EXERCISE =
Would you please transcribe the records below exactly, leaving out the pictures?

***** INPUT RECORDS

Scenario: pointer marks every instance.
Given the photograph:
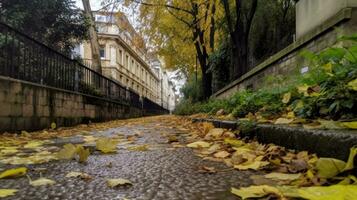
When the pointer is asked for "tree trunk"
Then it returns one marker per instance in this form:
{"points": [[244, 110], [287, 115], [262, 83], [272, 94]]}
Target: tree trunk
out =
{"points": [[207, 84], [96, 64]]}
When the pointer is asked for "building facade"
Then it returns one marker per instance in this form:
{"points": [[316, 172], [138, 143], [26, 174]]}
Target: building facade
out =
{"points": [[167, 89], [123, 55]]}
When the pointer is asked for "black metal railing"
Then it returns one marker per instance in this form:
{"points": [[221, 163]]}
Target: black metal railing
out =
{"points": [[24, 58]]}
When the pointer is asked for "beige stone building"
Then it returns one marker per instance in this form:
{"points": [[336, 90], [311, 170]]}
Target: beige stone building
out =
{"points": [[123, 55]]}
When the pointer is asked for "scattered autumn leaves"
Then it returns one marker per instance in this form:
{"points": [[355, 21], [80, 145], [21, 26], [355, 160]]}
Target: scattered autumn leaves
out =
{"points": [[289, 174], [39, 147]]}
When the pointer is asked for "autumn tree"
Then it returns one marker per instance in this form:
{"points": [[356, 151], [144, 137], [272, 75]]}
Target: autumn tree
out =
{"points": [[93, 37], [272, 22]]}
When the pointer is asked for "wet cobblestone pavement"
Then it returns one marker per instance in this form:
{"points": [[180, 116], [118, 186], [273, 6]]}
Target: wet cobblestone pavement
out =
{"points": [[160, 173]]}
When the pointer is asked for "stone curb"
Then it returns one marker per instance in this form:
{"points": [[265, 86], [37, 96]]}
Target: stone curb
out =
{"points": [[325, 143]]}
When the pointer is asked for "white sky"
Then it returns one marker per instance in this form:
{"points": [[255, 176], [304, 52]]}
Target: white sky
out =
{"points": [[96, 4]]}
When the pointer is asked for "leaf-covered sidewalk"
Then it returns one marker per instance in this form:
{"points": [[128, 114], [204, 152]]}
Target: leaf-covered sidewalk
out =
{"points": [[164, 157]]}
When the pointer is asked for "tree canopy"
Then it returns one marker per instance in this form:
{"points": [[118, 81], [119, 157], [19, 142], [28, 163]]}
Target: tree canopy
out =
{"points": [[57, 23]]}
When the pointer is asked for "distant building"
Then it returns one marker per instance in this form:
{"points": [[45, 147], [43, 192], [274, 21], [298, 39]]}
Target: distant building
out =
{"points": [[167, 90], [123, 55]]}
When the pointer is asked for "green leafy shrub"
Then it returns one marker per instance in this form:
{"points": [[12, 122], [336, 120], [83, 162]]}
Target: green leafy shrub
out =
{"points": [[324, 92]]}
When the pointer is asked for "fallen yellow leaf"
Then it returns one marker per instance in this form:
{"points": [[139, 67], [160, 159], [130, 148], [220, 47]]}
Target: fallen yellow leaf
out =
{"points": [[283, 121], [16, 172], [286, 97], [138, 148], [118, 182], [78, 175], [353, 84], [329, 167], [7, 192], [33, 144], [221, 154], [82, 153], [255, 165], [350, 125], [68, 152], [53, 125], [199, 144], [234, 142], [41, 182], [282, 176], [256, 191], [351, 158]]}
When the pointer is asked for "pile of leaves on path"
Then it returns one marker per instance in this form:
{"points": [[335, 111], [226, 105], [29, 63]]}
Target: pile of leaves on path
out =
{"points": [[288, 174]]}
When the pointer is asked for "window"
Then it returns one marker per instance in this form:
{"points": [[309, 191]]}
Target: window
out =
{"points": [[120, 57], [102, 28], [127, 61], [102, 52]]}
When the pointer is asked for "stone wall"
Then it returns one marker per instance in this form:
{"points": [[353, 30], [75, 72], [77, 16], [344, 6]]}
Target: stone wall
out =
{"points": [[28, 106], [311, 13], [289, 61]]}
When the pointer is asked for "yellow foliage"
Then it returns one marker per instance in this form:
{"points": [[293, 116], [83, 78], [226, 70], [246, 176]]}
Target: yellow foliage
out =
{"points": [[7, 192], [353, 84], [106, 145], [68, 152], [199, 144], [82, 153], [118, 182], [350, 125], [286, 98], [256, 191], [41, 182], [16, 172]]}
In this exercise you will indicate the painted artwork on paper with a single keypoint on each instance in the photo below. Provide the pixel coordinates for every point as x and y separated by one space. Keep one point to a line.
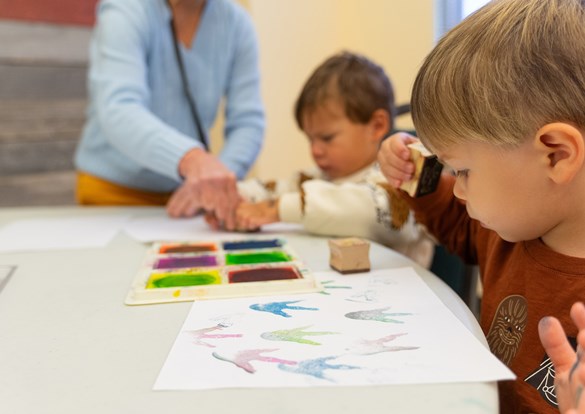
182 271
401 334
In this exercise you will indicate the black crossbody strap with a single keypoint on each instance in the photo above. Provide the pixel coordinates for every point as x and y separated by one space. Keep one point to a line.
185 81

**********

WRITTEN REPLY =
Scenario: pointer marks every instance.
Given the photograph:
When the pointer is asked for "tree trunk"
Then it returns one marker per instance in this form:
{"points": [[244, 110], [287, 115], [262, 83], [272, 94]]}
Target: tree trunk
out =
{"points": [[207, 84], [96, 64]]}
When the pointer is asked for "building facade"
Then it returns one marker per instance in this form:
{"points": [[316, 172], [138, 143], [26, 174]]}
Target: building facade
out =
{"points": [[167, 89], [123, 55]]}
When the pointer is asked for "black metal railing"
Then it returns one marker per instance in this form:
{"points": [[221, 163]]}
Target: black metal railing
out =
{"points": [[24, 58]]}
When the pointer is asked for "beige stone building"
Then it returns one marker per instance in this form:
{"points": [[336, 90], [311, 170]]}
Target: beige stone building
out =
{"points": [[123, 55]]}
When the pointer is asked for "scattered autumn leaves"
Then it returns one marker per instance in this form:
{"points": [[355, 21], [80, 145], [21, 26], [355, 160]]}
Target: scattered autumn leaves
out =
{"points": [[289, 174], [39, 147]]}
When the pointer is asked for "autumn tree"
Then it returns one marker per instance in this form:
{"points": [[356, 151], [144, 137], [272, 75]]}
Target: autumn tree
out =
{"points": [[93, 37], [272, 22]]}
When the pointer is asked for "wet cobblestone pavement"
Then it returns one marker per instance in this form:
{"points": [[180, 116], [118, 186], [273, 6]]}
Target: wet cobblestone pavement
out =
{"points": [[160, 173]]}
When the pointer is asked for "stone curb"
Then it returns one marker per instance in this form:
{"points": [[265, 86], [37, 96]]}
Target: stone curb
out =
{"points": [[325, 143]]}
When the pointer is asked for "white sky"
Then it returns one marker per instance in this form:
{"points": [[255, 176], [304, 52]]}
Target: white sky
out =
{"points": [[96, 4]]}
When the pointer is asked for "leaf-covered sidewalk"
Then it returns one marker per instance in this form:
{"points": [[128, 114], [204, 152]]}
Target: leaf-covered sidewalk
out =
{"points": [[164, 157]]}
When the pointer is asked for "tree canopy"
Then it returns one marker per instance in this form:
{"points": [[118, 81], [119, 157], [19, 142], [28, 163]]}
Target: tree canopy
out =
{"points": [[57, 23]]}
When the pointer is asked for "distant building"
Then it returns one marker per instance in this form:
{"points": [[45, 147], [43, 192], [274, 21], [298, 39]]}
Target: distant building
out =
{"points": [[167, 90], [123, 55]]}
When the pointer is asked for "green leafy shrub"
Then it returns one marker per instance in this form:
{"points": [[12, 122], [336, 120], [83, 162]]}
Target: green leafy shrub
out =
{"points": [[324, 92]]}
When the pointer is asked for "fallen yellow leaf"
Then it returns one marker per instance in this form:
{"points": [[139, 67], [160, 159], [130, 148], [220, 47]]}
Target: fallen yellow leaf
out =
{"points": [[283, 121], [16, 172], [286, 97], [138, 148], [118, 182], [78, 175], [353, 84], [329, 167], [7, 192], [33, 144], [221, 154], [82, 153], [255, 165], [350, 125], [68, 152], [53, 125], [199, 144], [234, 142], [41, 182], [282, 176], [256, 191], [351, 158]]}
When the pointer is asked for "pile of leaves on path"
Then it returns one marker per instance in this form:
{"points": [[335, 111], [226, 105], [29, 63]]}
Target: pile of leaves on path
out =
{"points": [[288, 174]]}
When the pointer is asked for "window"
Then it returns one marker per instance in this form:
{"points": [[309, 191]]}
Target: window
out =
{"points": [[120, 57], [102, 28], [127, 61], [102, 52]]}
When the pointer is asked for "stone wall"
Then it returns one marker per instance in this form:
{"points": [[353, 30], [75, 72], [77, 16], [344, 6]]}
Target: stone wall
out =
{"points": [[28, 106], [311, 13], [289, 61]]}
When the pointer is asked for "yellow foliage"
Then it returns one marker per instance in this form:
{"points": [[293, 116], [83, 78], [226, 70], [246, 176]]}
Target: yellow foliage
out =
{"points": [[7, 192], [353, 84], [106, 145], [68, 152], [199, 144], [82, 153], [118, 182], [350, 125], [286, 98], [256, 191], [41, 182], [16, 172]]}
In this exercise you will indicate the painted artwork on paper with a single keypoint on each instance in the photo below. Provide the pixel coordinates for every point as x and y separated by one space. Keep one point to a line.
182 271
401 334
In this exercise you will indicate the black crossbody strap with a single keypoint on each instance in the photo above. Provide the pixel coordinates for every point as x and y separated by one space. Keep one point to a line.
185 81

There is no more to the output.